** WORK REQUIRED **
Transcribe exactly the lines from the one containing "Run detection for: washer lid" through the end of the data, both included. Leave out pictures.

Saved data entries
- - -
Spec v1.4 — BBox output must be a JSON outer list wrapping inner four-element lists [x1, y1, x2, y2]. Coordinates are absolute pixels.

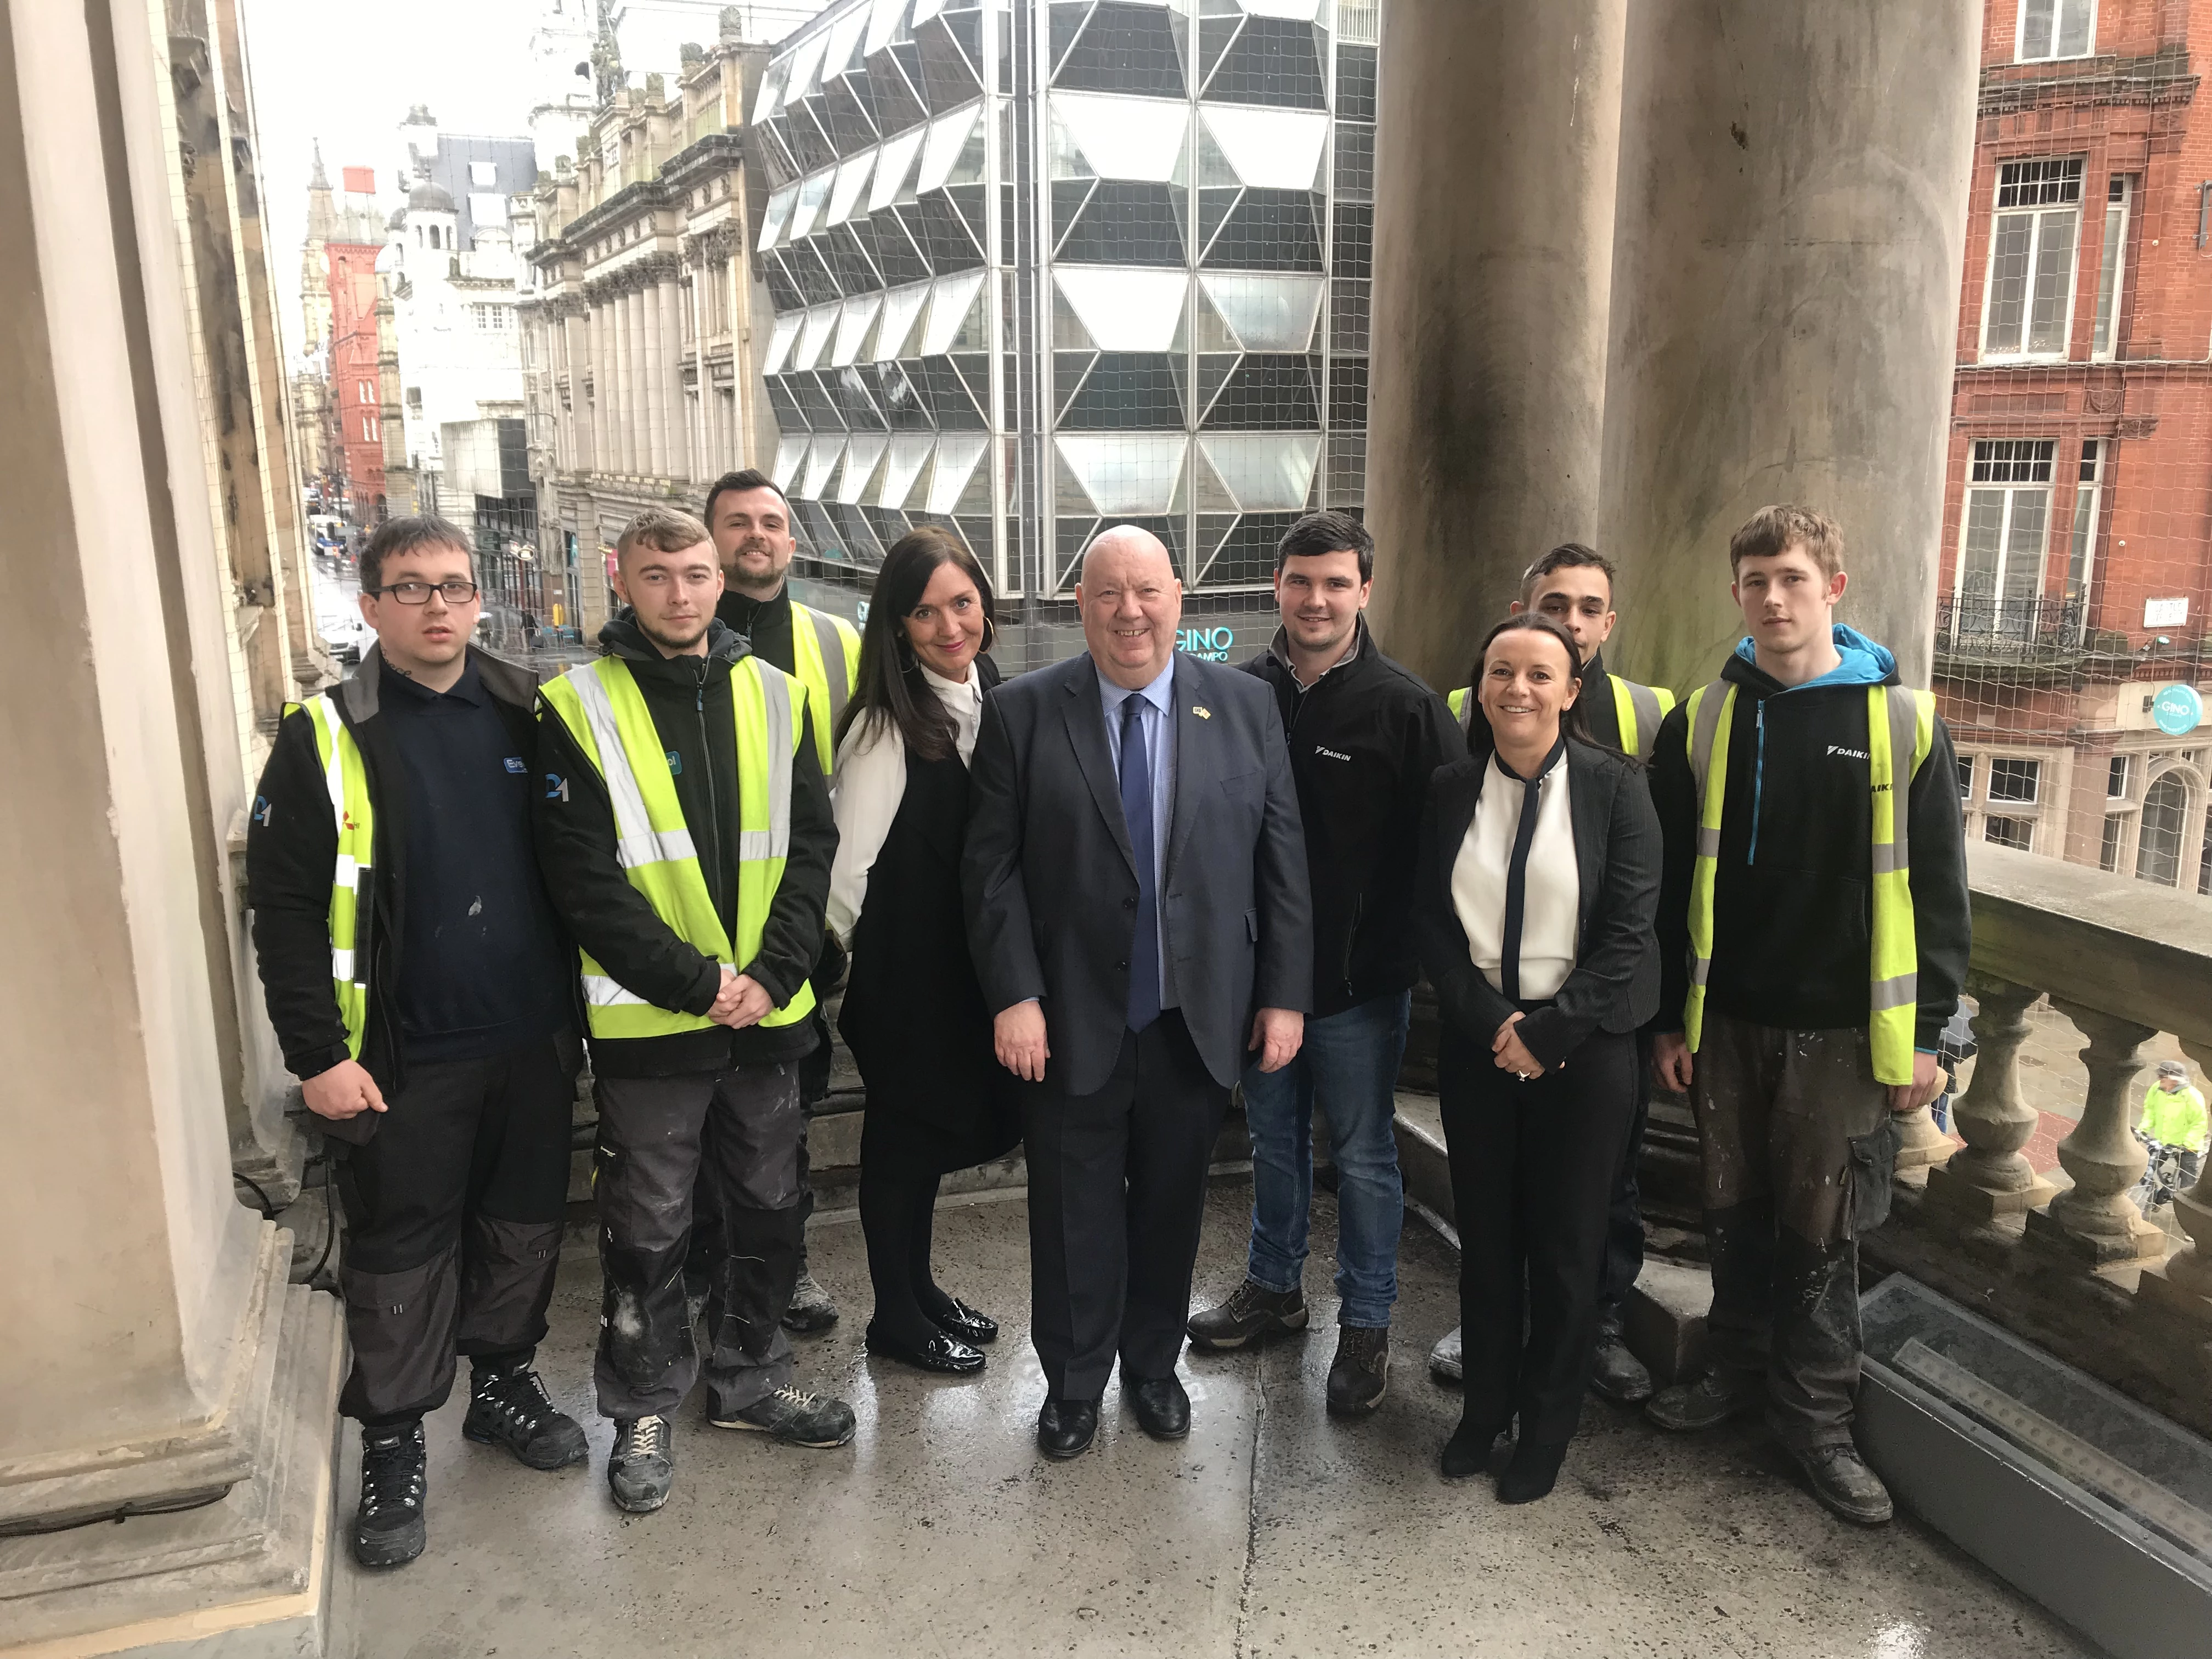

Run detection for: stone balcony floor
[[332, 1178, 2095, 1658]]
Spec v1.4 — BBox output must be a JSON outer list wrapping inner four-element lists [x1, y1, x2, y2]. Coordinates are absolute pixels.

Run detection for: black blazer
[[963, 651, 1313, 1097], [1410, 737, 1661, 1072]]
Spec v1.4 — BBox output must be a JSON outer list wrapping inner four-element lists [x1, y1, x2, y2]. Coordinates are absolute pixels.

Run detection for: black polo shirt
[[378, 657, 569, 1062]]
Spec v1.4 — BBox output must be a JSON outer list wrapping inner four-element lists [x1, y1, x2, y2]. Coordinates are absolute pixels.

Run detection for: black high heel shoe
[[1441, 1415, 1510, 1480], [866, 1323, 985, 1376], [932, 1298, 998, 1346], [1497, 1437, 1568, 1503]]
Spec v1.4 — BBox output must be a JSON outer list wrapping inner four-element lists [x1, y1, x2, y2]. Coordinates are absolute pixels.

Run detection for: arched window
[[2137, 774, 2190, 887]]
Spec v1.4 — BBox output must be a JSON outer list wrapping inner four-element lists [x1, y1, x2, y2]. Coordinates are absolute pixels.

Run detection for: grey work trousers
[[1691, 1013, 1899, 1452], [592, 1063, 804, 1421]]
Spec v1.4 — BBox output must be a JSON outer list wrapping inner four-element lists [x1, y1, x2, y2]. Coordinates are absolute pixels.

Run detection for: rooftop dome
[[408, 179, 456, 213]]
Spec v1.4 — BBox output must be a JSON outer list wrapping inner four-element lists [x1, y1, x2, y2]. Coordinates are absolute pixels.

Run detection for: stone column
[[1599, 0, 1979, 693], [611, 280, 635, 475], [664, 266, 689, 482], [0, 4, 341, 1648], [1363, 0, 1627, 690], [588, 292, 611, 475], [641, 274, 667, 478], [1925, 975, 2060, 1220], [563, 306, 591, 472], [2027, 1002, 2167, 1263]]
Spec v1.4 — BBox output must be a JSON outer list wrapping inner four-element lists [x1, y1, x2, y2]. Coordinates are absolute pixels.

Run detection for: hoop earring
[[980, 616, 996, 653]]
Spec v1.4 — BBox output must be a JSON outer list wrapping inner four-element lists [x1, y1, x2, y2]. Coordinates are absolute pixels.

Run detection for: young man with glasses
[[248, 516, 586, 1570]]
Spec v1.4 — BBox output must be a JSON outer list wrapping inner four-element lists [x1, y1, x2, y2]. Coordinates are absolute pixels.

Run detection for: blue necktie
[[1120, 694, 1161, 1033]]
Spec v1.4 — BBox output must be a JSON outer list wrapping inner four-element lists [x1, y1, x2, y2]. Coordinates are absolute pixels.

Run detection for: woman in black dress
[[830, 527, 1022, 1374], [1411, 613, 1661, 1502]]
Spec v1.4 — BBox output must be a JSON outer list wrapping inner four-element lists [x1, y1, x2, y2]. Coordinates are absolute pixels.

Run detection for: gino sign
[[1177, 624, 1236, 662]]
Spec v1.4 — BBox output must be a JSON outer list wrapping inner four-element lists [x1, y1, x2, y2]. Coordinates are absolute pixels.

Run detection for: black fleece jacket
[[246, 646, 570, 1097], [533, 616, 834, 1077], [1243, 618, 1466, 1019], [1649, 645, 1970, 1050]]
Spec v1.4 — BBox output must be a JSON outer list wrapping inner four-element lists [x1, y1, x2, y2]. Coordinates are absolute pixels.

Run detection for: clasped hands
[[710, 966, 773, 1029], [1492, 1009, 1544, 1079]]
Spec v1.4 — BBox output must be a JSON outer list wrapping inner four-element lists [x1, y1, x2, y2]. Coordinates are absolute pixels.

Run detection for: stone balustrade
[[1870, 840, 2212, 1435]]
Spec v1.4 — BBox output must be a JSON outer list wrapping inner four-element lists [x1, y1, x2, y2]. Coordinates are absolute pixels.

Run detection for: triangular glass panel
[[1053, 287, 1098, 351], [1198, 187, 1240, 257], [772, 432, 810, 493], [1054, 445, 1099, 516], [1199, 13, 1241, 81], [1054, 435, 1188, 517], [1197, 435, 1320, 512], [871, 127, 927, 211], [917, 103, 984, 196], [1191, 446, 1237, 512], [1048, 110, 1097, 182], [1192, 285, 1238, 352], [1049, 1, 1097, 78], [838, 433, 889, 506], [1054, 349, 1099, 420], [922, 269, 990, 356], [926, 432, 991, 515], [874, 281, 933, 362], [866, 0, 913, 57], [1051, 179, 1097, 254], [1194, 351, 1239, 421], [1194, 122, 1238, 189]]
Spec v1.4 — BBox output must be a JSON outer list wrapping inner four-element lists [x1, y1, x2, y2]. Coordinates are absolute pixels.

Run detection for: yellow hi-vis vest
[[1680, 680, 1936, 1086], [539, 655, 817, 1040], [1448, 676, 1677, 761], [788, 601, 859, 773], [295, 694, 376, 1058]]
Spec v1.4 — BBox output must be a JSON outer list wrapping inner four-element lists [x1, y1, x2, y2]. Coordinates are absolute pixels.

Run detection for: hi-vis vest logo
[[545, 772, 569, 802], [252, 795, 273, 827], [341, 810, 360, 831], [1827, 744, 1869, 760]]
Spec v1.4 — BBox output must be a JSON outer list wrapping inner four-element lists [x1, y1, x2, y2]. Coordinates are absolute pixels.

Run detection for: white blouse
[[826, 664, 984, 947], [1450, 751, 1580, 1002]]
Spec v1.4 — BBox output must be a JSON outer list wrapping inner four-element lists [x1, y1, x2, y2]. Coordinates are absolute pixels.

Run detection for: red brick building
[[325, 165, 386, 523], [1940, 0, 2212, 890]]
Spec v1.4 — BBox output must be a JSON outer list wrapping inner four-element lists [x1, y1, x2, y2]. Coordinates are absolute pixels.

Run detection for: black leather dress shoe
[[1125, 1374, 1191, 1441], [866, 1325, 985, 1376], [933, 1299, 998, 1346], [1037, 1396, 1100, 1459]]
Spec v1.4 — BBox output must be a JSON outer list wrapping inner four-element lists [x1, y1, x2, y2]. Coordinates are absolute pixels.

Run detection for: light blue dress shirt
[[1097, 657, 1177, 1009]]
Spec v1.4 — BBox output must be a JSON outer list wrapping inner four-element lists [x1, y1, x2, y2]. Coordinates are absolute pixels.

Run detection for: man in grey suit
[[965, 526, 1313, 1460]]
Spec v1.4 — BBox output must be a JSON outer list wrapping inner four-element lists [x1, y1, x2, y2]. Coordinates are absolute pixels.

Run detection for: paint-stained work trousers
[[591, 1063, 804, 1422]]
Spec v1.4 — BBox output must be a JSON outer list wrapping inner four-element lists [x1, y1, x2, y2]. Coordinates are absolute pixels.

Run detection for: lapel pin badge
[[1193, 705, 1211, 719]]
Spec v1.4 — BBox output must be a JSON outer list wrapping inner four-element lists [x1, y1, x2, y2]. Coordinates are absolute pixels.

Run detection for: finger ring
[[1516, 1071, 1531, 1082]]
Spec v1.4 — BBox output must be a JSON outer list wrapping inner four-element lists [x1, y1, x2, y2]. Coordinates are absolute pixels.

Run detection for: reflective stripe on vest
[[539, 656, 817, 1040], [296, 695, 376, 1058], [1610, 676, 1675, 761], [1680, 680, 1935, 1086], [788, 602, 859, 772], [1448, 685, 1471, 730]]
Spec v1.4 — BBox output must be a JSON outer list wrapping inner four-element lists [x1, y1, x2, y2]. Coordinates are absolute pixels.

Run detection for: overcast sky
[[238, 0, 830, 360]]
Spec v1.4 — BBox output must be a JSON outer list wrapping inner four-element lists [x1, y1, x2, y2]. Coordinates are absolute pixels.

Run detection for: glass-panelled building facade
[[752, 0, 1378, 659]]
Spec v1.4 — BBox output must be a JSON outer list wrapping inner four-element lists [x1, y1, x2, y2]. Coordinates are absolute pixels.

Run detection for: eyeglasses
[[372, 579, 480, 605]]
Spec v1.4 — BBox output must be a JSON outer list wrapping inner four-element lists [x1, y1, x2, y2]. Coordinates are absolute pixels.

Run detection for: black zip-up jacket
[[714, 583, 795, 666], [247, 645, 569, 1096], [533, 616, 834, 1077], [1648, 640, 1970, 1050], [1243, 618, 1467, 1020]]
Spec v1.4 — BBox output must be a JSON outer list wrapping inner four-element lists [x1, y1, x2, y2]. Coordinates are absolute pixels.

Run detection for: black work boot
[[782, 1272, 840, 1335], [1325, 1324, 1390, 1416], [1186, 1278, 1308, 1351], [354, 1420, 427, 1568], [1645, 1367, 1764, 1433], [1793, 1444, 1894, 1525], [464, 1363, 589, 1471], [607, 1414, 675, 1513], [1587, 1310, 1654, 1404]]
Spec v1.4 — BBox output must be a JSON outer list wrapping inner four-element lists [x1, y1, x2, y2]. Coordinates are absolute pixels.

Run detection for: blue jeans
[[1240, 991, 1409, 1329]]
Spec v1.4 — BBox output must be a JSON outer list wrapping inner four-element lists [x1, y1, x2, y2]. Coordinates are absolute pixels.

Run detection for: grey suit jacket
[[963, 650, 1313, 1097]]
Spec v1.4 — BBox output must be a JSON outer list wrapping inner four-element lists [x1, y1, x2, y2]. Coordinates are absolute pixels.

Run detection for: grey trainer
[[782, 1272, 840, 1335], [607, 1414, 674, 1514], [1428, 1324, 1464, 1384], [709, 1384, 856, 1448], [1187, 1278, 1308, 1351]]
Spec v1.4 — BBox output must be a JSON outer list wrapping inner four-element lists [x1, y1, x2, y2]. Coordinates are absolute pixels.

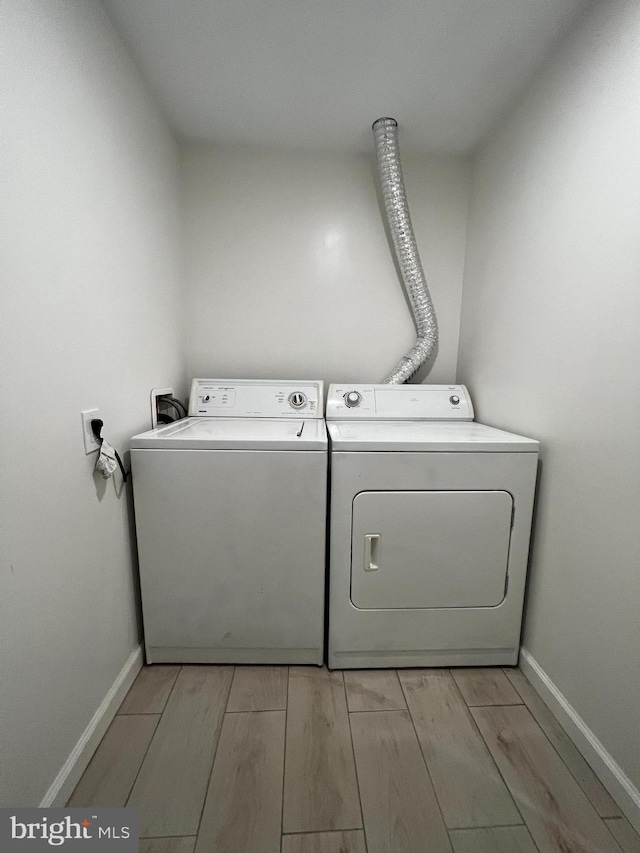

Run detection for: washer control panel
[[189, 379, 324, 418], [326, 384, 474, 420]]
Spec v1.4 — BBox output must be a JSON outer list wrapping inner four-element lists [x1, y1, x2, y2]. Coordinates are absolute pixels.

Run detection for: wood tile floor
[[68, 665, 640, 853]]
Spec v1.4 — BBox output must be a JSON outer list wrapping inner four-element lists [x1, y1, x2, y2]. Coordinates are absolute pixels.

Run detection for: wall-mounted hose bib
[[373, 117, 438, 383]]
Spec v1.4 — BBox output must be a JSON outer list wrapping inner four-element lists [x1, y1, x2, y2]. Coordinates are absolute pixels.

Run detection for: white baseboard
[[40, 645, 143, 807], [519, 647, 640, 834]]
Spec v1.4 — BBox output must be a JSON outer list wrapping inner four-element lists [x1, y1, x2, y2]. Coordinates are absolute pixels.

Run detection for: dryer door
[[351, 490, 513, 609]]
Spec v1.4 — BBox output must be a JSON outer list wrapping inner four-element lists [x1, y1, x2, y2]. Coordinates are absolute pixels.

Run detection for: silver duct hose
[[373, 117, 438, 384]]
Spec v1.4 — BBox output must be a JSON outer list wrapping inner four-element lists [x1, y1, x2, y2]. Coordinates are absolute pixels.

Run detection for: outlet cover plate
[[81, 409, 100, 454]]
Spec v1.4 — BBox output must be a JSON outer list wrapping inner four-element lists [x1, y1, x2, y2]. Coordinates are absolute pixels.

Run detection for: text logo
[[1, 809, 137, 851]]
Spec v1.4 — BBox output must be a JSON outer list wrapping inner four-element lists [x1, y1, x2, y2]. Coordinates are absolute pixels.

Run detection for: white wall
[[0, 0, 185, 805], [182, 143, 470, 386], [458, 0, 640, 807]]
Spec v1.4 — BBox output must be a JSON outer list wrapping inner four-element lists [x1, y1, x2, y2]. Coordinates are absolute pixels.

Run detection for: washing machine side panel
[[132, 449, 326, 663], [328, 451, 538, 668]]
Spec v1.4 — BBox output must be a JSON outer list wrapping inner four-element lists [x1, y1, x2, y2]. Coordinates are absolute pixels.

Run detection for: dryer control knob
[[345, 391, 362, 408], [449, 395, 460, 405]]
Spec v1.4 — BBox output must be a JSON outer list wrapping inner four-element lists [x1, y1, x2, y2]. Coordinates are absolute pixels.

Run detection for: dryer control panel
[[326, 384, 474, 420], [189, 379, 324, 418]]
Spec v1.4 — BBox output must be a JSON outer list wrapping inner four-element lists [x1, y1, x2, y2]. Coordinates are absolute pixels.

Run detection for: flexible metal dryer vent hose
[[373, 117, 438, 383]]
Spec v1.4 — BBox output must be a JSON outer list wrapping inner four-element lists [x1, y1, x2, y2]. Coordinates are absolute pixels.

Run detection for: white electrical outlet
[[81, 409, 101, 454]]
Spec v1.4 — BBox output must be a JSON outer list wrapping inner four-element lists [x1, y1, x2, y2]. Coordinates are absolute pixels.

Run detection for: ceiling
[[102, 0, 592, 155]]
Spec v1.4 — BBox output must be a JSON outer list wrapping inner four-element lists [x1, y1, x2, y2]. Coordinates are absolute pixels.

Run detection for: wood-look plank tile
[[472, 705, 621, 852], [140, 839, 196, 853], [68, 714, 159, 807], [449, 826, 537, 853], [195, 711, 285, 853], [605, 817, 640, 853], [118, 665, 180, 715], [505, 667, 621, 818], [344, 669, 406, 712], [127, 666, 233, 837], [399, 670, 520, 828], [451, 667, 522, 706], [226, 665, 287, 711], [350, 709, 452, 853], [281, 830, 367, 853], [283, 667, 361, 834]]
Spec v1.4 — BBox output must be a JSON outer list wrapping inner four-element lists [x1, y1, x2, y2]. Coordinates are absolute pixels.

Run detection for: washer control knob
[[449, 395, 460, 405], [345, 391, 362, 408], [288, 392, 307, 409]]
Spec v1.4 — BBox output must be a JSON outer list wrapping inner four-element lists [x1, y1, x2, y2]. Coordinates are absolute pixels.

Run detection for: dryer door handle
[[364, 534, 380, 571]]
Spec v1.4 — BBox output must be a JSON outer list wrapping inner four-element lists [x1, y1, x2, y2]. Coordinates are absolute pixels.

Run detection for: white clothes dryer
[[131, 379, 327, 665], [326, 383, 539, 669]]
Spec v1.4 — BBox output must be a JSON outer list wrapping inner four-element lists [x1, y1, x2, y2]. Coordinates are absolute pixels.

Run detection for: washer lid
[[327, 420, 538, 452], [132, 417, 328, 450]]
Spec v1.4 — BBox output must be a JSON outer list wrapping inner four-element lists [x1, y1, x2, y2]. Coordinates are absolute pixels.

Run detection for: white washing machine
[[131, 379, 327, 665], [326, 383, 539, 669]]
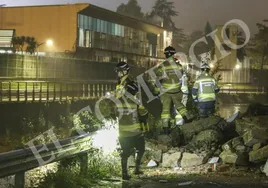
- - -
** COMPLETED EXERCISE **
Run detection for: washer lid
[[327, 420, 538, 452], [132, 417, 328, 450]]
Spec v1.4 — BBox output must be a JSON outer list wrapping inner four-element lists [x1, y1, x2, y2]. Coordinates are absolute pixels.

Run detection for: white washing machine
[[131, 379, 327, 665], [326, 383, 539, 669]]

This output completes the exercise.